***** Document extract *****

Lump/Split: The Yellow Warbler That Wasn’t

I ran a photo from Pelee through Nomen and it came back Mangrove Yellow Warbler. Confidently. Canada doesn’t have Mangrove Yellow Warblers. It was a regular Yellow Warbler, and Nomen was wrong in the worst possible way: sure of itself.

Here’s what happened.

What is a lump or split?

Taxonomists argue about what counts as a species. Sometimes two populations that look and sound different turn out to be one, so they get “lumped” into a single name. More often these days, the reverse. One species gets “split” into two or more, usually after genetic work shows they stopped interbreeding a long time ago.

Yellow Warbler is a recent split. What used to be one widespread species is now two. Northern Yellow Warbler (the one you see across Canada and most of the US) and Mangrove Yellow Warbler (Central America, the Caribbean, northern South America). They look almost identical in photos, but they don’t share a range.

Why Nomen got it wrong

Nomen uses two kinds of signal to rank species suggestions. Visual similarity: does the bird in your photo look like the reference images for this species? And geographic frequency: is this species actually common where you took the photo?

Both signals broke on the Yellow Warbler split.

Visually, the two birds are basically inseparable in a single frame. The photo can’t tell them apart and neither can the AI.

Geographically, the observation data I was leaning on still filed Canadian Yellow Warbler sightings under the old combined scientific name. So the frequency signal confidently pointed to the wrong species. It wasn’t close. My data said Mangrove Warbler had 1.36 million observations in Canada. It has none.

The fix

Three things changed.

***** Dataset extract *****

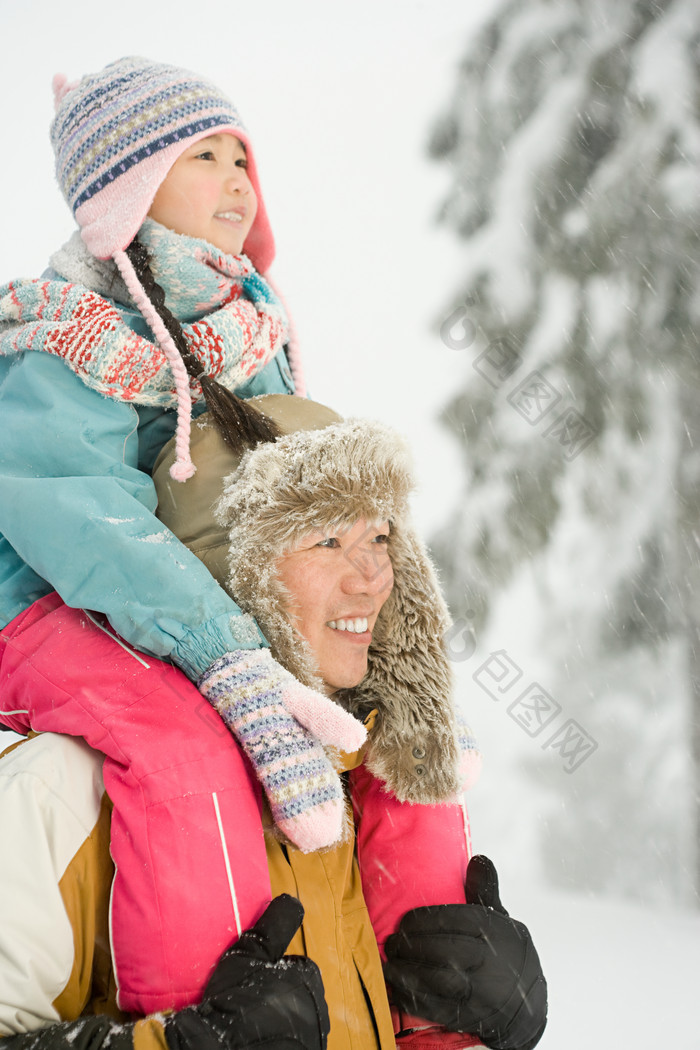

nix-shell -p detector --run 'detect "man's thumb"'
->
[465,855,508,916]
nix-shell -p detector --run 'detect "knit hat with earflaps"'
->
[153,395,479,802]
[50,58,300,481]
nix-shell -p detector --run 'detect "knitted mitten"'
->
[197,649,366,853]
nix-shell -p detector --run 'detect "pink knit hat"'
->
[50,58,275,273]
[50,58,285,481]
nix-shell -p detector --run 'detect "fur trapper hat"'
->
[153,395,475,803]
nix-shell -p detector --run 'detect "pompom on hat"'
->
[50,58,275,273]
[50,58,275,481]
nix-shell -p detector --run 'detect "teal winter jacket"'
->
[0,291,294,679]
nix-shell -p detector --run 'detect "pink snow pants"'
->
[0,594,271,1015]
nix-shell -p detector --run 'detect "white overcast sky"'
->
[0,0,494,531]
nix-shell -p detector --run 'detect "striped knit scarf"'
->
[0,219,288,407]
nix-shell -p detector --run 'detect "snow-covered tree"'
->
[430,0,700,900]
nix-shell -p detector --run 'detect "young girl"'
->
[0,59,482,1041]
[0,59,365,1012]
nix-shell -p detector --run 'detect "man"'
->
[0,397,546,1050]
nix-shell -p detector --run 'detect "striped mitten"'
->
[197,649,366,853]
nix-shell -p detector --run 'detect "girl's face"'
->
[148,133,257,255]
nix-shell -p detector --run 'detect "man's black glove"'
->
[385,857,547,1050]
[0,894,331,1050]
[165,894,331,1050]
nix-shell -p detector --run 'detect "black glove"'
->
[0,894,331,1050]
[165,894,331,1050]
[385,857,547,1050]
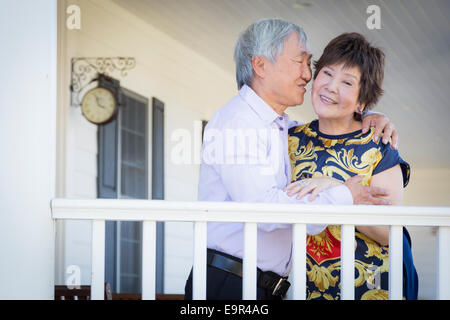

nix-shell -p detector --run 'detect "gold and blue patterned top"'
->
[289,120,415,300]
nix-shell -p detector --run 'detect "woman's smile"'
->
[319,95,337,105]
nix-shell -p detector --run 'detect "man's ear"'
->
[252,56,267,78]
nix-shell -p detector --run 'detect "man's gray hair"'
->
[234,19,309,89]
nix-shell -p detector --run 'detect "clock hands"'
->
[95,95,106,109]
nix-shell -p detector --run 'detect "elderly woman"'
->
[287,33,417,299]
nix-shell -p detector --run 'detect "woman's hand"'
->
[283,177,343,201]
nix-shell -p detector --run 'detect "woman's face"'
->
[312,63,361,120]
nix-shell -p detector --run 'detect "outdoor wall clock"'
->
[70,57,136,125]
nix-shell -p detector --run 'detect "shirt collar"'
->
[239,84,289,124]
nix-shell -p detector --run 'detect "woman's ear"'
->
[252,56,267,78]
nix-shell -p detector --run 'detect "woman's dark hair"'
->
[314,32,385,120]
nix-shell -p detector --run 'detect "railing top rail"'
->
[51,199,450,226]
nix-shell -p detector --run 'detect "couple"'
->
[185,19,417,300]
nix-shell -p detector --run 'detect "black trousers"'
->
[184,258,281,300]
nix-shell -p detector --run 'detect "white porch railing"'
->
[51,199,450,300]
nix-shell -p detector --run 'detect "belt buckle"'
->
[272,278,285,296]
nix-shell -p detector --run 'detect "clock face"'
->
[81,87,117,124]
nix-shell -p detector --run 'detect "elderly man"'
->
[185,19,396,300]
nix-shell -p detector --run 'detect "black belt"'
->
[207,249,291,297]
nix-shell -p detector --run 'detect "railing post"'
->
[290,223,306,300]
[192,221,207,300]
[91,220,105,300]
[142,221,156,300]
[341,224,355,300]
[436,227,450,300]
[389,226,403,300]
[242,223,258,300]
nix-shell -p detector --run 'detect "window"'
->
[98,89,149,293]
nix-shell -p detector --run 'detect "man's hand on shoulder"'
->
[362,111,398,149]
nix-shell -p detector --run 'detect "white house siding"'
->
[400,169,450,299]
[0,0,57,300]
[56,0,236,293]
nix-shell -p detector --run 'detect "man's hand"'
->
[344,176,392,205]
[283,177,343,201]
[362,112,398,149]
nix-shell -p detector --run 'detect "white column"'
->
[142,221,156,300]
[242,223,258,300]
[436,227,450,300]
[91,220,105,300]
[341,224,355,300]
[389,226,403,300]
[192,222,207,300]
[0,0,57,299]
[288,223,306,300]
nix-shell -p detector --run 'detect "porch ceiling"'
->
[113,0,450,169]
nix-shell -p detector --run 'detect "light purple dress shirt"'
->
[198,85,353,276]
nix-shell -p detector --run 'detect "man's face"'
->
[264,32,311,107]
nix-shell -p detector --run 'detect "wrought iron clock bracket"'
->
[70,57,136,107]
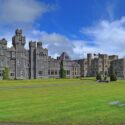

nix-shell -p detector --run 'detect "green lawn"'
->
[0,78,125,125]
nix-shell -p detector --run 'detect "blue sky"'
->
[0,0,125,58]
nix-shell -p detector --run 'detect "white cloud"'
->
[82,17,125,56]
[28,30,100,59]
[0,0,52,23]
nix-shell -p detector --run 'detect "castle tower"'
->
[12,29,29,79]
[29,41,36,79]
[87,53,92,76]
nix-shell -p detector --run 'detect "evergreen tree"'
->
[3,67,9,80]
[110,65,117,81]
[96,72,102,80]
[59,60,66,78]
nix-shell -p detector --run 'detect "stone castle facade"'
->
[0,29,125,79]
[0,29,80,79]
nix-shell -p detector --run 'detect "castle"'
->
[0,29,125,79]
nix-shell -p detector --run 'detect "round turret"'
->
[15,29,22,35]
[1,38,7,45]
[12,29,26,46]
[37,42,42,48]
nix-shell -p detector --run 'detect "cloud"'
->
[81,17,125,56]
[0,0,52,23]
[27,30,97,59]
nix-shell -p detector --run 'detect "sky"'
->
[0,0,125,59]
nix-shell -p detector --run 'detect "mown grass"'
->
[0,78,125,125]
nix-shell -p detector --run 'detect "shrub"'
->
[3,67,9,80]
[110,65,117,81]
[96,72,102,80]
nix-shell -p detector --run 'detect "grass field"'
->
[0,79,125,125]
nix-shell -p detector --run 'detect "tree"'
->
[3,67,9,80]
[59,60,66,78]
[96,72,102,80]
[110,64,117,81]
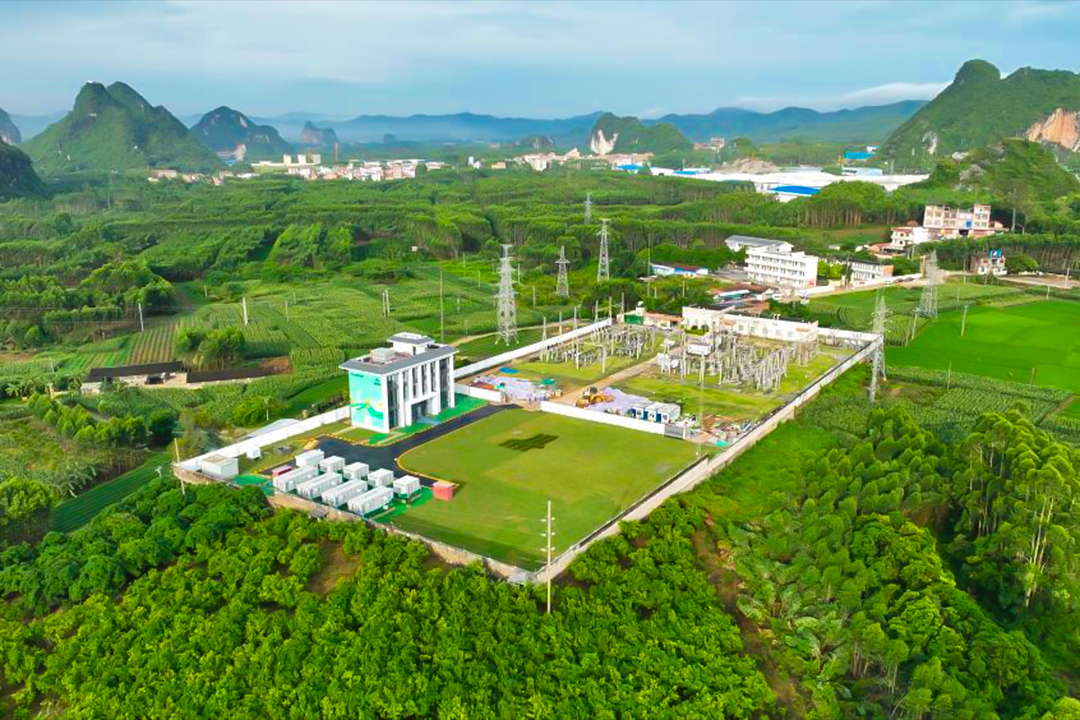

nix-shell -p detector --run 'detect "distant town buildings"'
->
[847,260,892,283]
[883,205,1004,253]
[746,245,818,290]
[693,137,727,152]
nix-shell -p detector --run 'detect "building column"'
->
[390,369,413,430]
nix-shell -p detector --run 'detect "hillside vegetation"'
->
[647,100,924,142]
[23,82,219,175]
[0,108,23,145]
[191,105,293,162]
[882,60,1080,169]
[589,112,693,154]
[0,140,43,200]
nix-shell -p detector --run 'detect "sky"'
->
[0,0,1080,119]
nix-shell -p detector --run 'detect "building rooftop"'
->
[338,345,458,375]
[86,363,184,382]
[724,235,787,247]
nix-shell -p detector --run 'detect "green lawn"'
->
[394,409,697,568]
[52,452,170,532]
[887,300,1080,393]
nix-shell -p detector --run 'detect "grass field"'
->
[887,300,1080,393]
[394,409,696,568]
[52,452,168,532]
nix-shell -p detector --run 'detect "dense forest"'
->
[0,383,1080,718]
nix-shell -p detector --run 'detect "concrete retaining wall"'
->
[529,332,883,583]
[540,400,664,435]
[454,318,612,380]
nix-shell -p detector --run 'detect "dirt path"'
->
[552,357,653,405]
[693,530,805,718]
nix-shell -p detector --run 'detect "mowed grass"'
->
[52,452,168,532]
[887,300,1080,393]
[394,409,696,569]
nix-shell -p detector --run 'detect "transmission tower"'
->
[915,250,941,320]
[596,218,611,283]
[555,245,570,298]
[870,293,889,403]
[495,245,517,345]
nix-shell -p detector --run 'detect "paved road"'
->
[319,405,517,487]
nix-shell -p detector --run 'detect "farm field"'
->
[887,300,1080,393]
[394,409,696,568]
[52,452,170,532]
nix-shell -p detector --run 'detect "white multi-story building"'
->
[746,247,818,289]
[922,204,993,237]
[724,235,795,253]
[848,260,892,283]
[341,332,457,433]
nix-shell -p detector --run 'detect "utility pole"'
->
[438,268,446,342]
[596,218,611,285]
[543,500,555,615]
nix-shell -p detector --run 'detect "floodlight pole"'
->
[544,500,552,615]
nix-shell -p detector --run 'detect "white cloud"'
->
[731,82,948,112]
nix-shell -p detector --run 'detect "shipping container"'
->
[296,450,326,467]
[296,473,341,500]
[323,480,367,507]
[349,488,394,515]
[342,462,368,480]
[367,470,394,488]
[319,456,345,473]
[394,475,420,498]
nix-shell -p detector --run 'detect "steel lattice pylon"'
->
[870,293,889,403]
[495,245,517,345]
[915,250,941,320]
[555,245,570,298]
[596,218,611,283]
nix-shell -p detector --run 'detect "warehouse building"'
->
[341,332,457,433]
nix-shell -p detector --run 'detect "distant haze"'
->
[0,0,1080,122]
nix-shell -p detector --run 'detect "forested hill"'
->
[917,139,1080,204]
[191,105,293,162]
[0,140,42,200]
[589,112,693,154]
[882,60,1080,169]
[0,108,23,145]
[300,121,338,148]
[23,82,220,175]
[645,100,926,142]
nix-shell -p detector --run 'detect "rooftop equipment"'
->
[367,470,394,488]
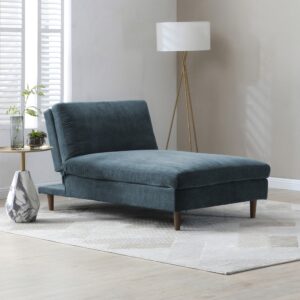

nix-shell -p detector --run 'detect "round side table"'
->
[0,145,52,223]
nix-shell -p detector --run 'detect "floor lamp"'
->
[156,22,210,152]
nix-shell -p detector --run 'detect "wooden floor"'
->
[0,190,300,300]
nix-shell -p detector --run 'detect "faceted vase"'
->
[10,116,24,149]
[5,171,40,223]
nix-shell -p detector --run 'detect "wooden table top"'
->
[0,145,52,153]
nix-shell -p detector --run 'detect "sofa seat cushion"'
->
[64,150,270,189]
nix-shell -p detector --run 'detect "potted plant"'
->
[6,85,45,149]
[28,130,47,149]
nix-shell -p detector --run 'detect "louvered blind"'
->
[0,0,24,125]
[38,0,63,115]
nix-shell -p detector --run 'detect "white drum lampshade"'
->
[156,22,210,51]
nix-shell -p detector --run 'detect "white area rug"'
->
[0,199,300,274]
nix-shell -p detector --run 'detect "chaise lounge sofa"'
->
[39,101,270,230]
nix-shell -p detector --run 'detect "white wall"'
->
[72,0,177,147]
[0,0,177,198]
[178,0,300,179]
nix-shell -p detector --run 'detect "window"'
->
[0,0,25,124]
[0,0,64,127]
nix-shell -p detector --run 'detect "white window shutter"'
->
[38,0,63,116]
[0,0,24,125]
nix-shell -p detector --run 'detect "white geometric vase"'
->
[5,171,40,223]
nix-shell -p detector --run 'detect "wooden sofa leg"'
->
[250,200,257,219]
[174,211,181,231]
[47,195,54,210]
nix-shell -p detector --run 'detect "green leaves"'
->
[22,84,46,104]
[25,107,39,117]
[6,84,46,117]
[28,130,47,138]
[6,105,20,116]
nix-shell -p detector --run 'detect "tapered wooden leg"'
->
[250,200,257,219]
[47,195,54,210]
[174,211,181,230]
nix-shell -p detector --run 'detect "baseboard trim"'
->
[268,177,300,191]
[0,181,61,200]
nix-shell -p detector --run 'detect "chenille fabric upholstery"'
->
[39,101,270,218]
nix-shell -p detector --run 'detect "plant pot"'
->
[10,116,24,149]
[28,137,45,149]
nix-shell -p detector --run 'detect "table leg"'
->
[20,152,26,171]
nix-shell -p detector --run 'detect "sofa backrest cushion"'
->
[52,101,157,162]
[44,109,62,172]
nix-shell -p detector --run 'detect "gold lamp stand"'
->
[166,51,198,152]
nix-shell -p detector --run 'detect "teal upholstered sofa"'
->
[39,101,270,230]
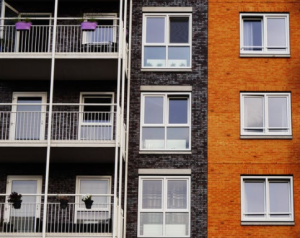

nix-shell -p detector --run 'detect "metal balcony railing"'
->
[0,24,119,53]
[0,104,117,142]
[0,194,119,237]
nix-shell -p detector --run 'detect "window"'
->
[75,176,111,223]
[79,93,114,140]
[82,13,117,44]
[240,13,290,55]
[140,93,191,150]
[138,176,190,237]
[142,14,192,68]
[241,93,292,135]
[241,176,294,221]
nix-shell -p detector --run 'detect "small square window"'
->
[240,13,290,55]
[241,93,292,135]
[241,176,294,221]
[138,176,190,237]
[143,14,191,68]
[141,93,191,150]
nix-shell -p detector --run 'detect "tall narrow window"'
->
[240,13,290,55]
[138,176,190,237]
[141,93,191,150]
[241,93,292,135]
[143,14,191,68]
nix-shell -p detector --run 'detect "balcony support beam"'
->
[42,0,58,238]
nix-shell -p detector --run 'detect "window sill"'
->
[241,221,295,226]
[240,53,291,58]
[240,135,293,140]
[139,150,192,155]
[141,68,192,72]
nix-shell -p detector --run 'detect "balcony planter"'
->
[15,21,32,31]
[81,21,98,31]
[7,192,22,209]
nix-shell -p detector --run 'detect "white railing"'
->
[0,104,116,142]
[0,25,119,55]
[0,195,117,236]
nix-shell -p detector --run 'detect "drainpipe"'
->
[123,0,132,238]
[43,0,58,238]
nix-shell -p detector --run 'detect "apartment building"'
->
[208,0,300,238]
[126,0,208,238]
[0,0,130,238]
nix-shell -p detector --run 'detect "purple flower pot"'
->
[15,21,32,31]
[81,21,97,31]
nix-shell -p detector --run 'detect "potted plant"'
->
[7,192,22,209]
[81,194,94,209]
[15,18,32,31]
[57,196,69,210]
[81,18,98,31]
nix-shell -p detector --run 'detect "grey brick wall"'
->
[127,0,208,238]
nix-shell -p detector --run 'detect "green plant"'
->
[7,192,22,203]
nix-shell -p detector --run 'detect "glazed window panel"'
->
[241,93,292,135]
[142,14,191,68]
[140,93,191,150]
[240,13,290,55]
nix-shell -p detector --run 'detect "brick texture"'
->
[208,0,300,238]
[127,0,207,238]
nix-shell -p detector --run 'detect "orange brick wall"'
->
[208,0,300,238]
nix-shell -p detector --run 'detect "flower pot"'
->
[60,200,69,210]
[15,21,32,31]
[12,200,22,209]
[84,200,94,209]
[81,21,98,31]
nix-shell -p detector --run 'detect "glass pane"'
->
[269,181,290,213]
[170,17,189,43]
[244,97,264,132]
[267,18,286,50]
[15,97,42,140]
[168,47,190,68]
[83,97,112,123]
[144,46,166,68]
[244,181,265,213]
[144,97,164,124]
[142,180,162,209]
[142,127,165,149]
[268,97,288,127]
[167,128,190,150]
[166,213,189,237]
[168,180,187,209]
[169,97,188,124]
[146,17,165,43]
[140,213,163,237]
[79,180,109,208]
[243,20,262,51]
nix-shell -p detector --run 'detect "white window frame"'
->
[240,92,292,136]
[9,92,47,141]
[240,13,290,56]
[140,92,192,151]
[78,92,114,140]
[82,13,118,45]
[142,13,192,69]
[138,176,191,237]
[4,175,43,223]
[241,176,294,222]
[74,175,112,223]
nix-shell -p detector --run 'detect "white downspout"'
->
[43,0,58,238]
[123,0,132,238]
[113,0,123,238]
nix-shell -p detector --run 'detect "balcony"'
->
[0,103,125,147]
[0,21,120,59]
[0,194,123,237]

*****

Exercise goal >> Return the entire Yellow Warbler article word for word. This data comes from a separate source unrelated to the article.

Task solution >>
Lump/Split: The Yellow Warbler That Wasn’t

I ran a photo from Pelee through Nomen and it came back Mangrove Yellow Warbler. Confidently. Canada doesn’t have Mangrove Yellow Warblers. It was a regular Yellow Warbler, and Nomen was wrong in the worst possible way: sure of itself.

Here’s what happened.

What is a lump or split?

Taxonomists argue about what counts as a species. Sometimes two populations that look and sound different turn out to be one, so they get “lumped” into a single name. More often these days, the reverse. One species gets “split” into two or more, usually after genetic work shows they stopped interbreeding a long time ago.

Yellow Warbler is a recent split. What used to be one widespread species is now two. Northern Yellow Warbler (the one you see across Canada and most of the US) and Mangrove Yellow Warbler (Central America, the Caribbean, northern South America). They look almost identical in photos, but they don’t share a range.

Why Nomen got it wrong

Nomen uses two kinds of signal to rank species suggestions. Visual similarity: does the bird in your photo look like the reference images for this species? And geographic frequency: is this species actually common where you took the photo?

Both signals broke on the Yellow Warbler split.

Visually, the two birds are basically inseparable in a single frame. The photo can’t tell them apart and neither can the AI.

Geographically, the observation data I was leaning on still filed Canadian Yellow Warbler sightings under the old combined scientific name. So the frequency signal confidently pointed to the wrong species. It wasn’t close. My data said Mangrove Warbler had 1.36 million observations in Canada. It has none.

The fix

Three things changed.